[Given records start]

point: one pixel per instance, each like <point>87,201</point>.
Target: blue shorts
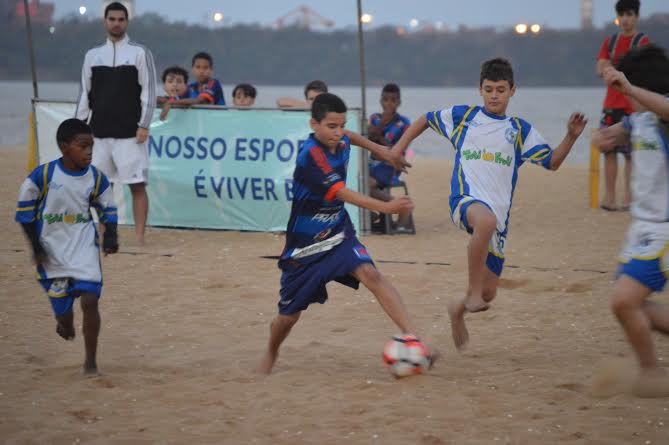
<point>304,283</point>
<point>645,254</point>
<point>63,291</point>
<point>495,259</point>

[Given records end]

What you have to do: Write out the records above word for word, leaving out the pictures.

Answer in full:
point: one pixel per instance, each like <point>87,201</point>.
Target: blue shorts
<point>304,283</point>
<point>645,254</point>
<point>63,291</point>
<point>495,259</point>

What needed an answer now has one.